DOCUMENT »
>> Begin
A table with feedback for a student named Emma. It praises her illustration for capturing the story's whimsical essence.
Emma's Example

In the example above, with our first student Emma, you will see that as you add to the "I Like How You..." column, the formula (&""&) then combines your feedback with the "Next Time You Might..." column to produce the final comment. This makes feedback easy to share, also allowing me to reuse the individual comments for other students.


A laptop screen displays a grading rubric for a visual art assignment, highlighting feedback and on a student's work.
&""& Formula, Bringing Content Together

Additionally, your comments can now be saved for future classes and assignments, adding to your larger database and making them available for additional classes or future years. They can also be easily shared.

Copy and Paste

When sharing your comments, the final comments can easily be copied and pasted into your preferred Learning Management System or online grade book. They can also be easily emailed to your students and parents. However, when copying and pasting from a spreadsheet, you must be careful. In Numbers and Pages, after copying, make sure to select “Paste Formula Results” in the “Edit” menu.
>> End
EXTRACTED INFORMATION »
>> Begin
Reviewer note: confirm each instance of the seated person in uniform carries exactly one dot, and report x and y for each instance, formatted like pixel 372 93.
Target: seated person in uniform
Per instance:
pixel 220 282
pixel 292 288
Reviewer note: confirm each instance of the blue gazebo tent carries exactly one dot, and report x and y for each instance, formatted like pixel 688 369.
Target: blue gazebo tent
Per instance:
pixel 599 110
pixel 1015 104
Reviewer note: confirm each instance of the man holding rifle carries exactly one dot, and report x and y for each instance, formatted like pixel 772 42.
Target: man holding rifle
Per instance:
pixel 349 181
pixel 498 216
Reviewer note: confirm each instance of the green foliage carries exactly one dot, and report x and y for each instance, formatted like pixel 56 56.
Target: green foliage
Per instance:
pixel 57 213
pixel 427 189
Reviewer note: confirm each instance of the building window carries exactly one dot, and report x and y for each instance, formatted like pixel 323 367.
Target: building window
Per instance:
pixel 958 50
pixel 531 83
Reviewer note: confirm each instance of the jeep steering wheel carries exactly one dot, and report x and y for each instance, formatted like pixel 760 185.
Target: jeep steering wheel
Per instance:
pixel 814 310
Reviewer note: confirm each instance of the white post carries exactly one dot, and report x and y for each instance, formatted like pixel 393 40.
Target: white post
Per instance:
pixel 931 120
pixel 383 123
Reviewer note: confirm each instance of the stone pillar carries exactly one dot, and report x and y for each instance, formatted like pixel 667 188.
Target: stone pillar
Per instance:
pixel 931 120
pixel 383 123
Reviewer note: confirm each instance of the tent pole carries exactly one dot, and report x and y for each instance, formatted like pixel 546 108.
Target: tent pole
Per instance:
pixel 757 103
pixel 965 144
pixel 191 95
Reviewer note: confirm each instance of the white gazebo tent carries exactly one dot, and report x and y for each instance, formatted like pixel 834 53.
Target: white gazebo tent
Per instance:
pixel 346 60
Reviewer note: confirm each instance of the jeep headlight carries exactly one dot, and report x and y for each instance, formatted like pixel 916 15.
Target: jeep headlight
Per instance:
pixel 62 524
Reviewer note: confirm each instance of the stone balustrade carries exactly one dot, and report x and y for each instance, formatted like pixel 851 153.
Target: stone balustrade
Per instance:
>> End
THE REQUEST » In the text on spreadsheet feedback comments, list every column, menu, or menu command name that is set in quotation marks.

THE COMPLETED TASK »
- "I Like How You..."
- "Next Time You Might..."
- "Paste Formula Results"
- "Edit"